TASK OBJECTIVE: Give the part of the records below that opens with the line containing "point_to SHOULD place one pin on every instance of the gray" and runs through the end of the records as a JSON list of strings, one string per line, with blank lines left out.

DATA PROVIDED:
## begin
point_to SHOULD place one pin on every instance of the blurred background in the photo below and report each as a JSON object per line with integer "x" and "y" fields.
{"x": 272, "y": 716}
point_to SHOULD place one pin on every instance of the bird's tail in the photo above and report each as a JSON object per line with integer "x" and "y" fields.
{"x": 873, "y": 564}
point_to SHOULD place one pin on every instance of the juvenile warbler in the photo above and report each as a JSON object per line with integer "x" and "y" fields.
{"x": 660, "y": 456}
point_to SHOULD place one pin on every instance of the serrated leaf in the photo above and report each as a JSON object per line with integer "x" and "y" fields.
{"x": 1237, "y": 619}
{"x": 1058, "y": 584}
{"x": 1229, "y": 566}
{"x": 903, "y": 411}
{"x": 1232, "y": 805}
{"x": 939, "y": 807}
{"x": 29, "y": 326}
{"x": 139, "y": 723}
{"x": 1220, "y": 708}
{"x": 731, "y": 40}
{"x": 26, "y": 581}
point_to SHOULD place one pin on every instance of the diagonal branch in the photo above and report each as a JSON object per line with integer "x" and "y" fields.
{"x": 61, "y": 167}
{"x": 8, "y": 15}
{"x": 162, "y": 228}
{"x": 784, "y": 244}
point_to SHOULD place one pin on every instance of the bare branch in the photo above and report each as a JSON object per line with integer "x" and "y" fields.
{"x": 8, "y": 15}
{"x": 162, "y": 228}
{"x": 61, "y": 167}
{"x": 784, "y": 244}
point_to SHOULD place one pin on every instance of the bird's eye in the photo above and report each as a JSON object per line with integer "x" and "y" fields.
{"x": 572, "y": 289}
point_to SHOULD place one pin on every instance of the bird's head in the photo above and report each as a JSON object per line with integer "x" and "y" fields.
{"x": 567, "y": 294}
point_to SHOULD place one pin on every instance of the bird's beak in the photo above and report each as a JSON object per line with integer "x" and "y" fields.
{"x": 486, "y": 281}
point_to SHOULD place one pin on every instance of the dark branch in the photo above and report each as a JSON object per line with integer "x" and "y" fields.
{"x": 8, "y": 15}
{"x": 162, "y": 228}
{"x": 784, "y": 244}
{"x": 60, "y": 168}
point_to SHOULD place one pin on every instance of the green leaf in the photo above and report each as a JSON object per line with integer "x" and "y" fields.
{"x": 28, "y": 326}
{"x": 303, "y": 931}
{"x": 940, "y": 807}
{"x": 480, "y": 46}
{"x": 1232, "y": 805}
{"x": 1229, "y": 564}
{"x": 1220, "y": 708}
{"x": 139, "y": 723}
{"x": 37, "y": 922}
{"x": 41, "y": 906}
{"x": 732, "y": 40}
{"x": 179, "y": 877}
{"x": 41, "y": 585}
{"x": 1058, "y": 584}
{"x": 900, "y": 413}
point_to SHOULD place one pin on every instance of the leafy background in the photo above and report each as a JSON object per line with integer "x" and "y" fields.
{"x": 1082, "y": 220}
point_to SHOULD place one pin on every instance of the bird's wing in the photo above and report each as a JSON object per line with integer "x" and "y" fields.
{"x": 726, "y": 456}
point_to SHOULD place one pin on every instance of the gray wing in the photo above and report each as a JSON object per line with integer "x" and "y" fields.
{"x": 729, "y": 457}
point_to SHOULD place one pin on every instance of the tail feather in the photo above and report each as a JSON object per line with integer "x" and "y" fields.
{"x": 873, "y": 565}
## end
SOLVED EXERCISE:
[
  "point_to SHOULD place one pin on every instance of the gray wing in the photo above and report each as a JSON object per line with integer \"x\" and \"y\" fields.",
  "{\"x\": 729, \"y\": 457}",
  "point_to SHOULD place one pin on every instance of the tail feather in the photo above and report each as a JSON object per line with integer \"x\" and \"y\" fields.",
  "{\"x\": 873, \"y\": 565}"
]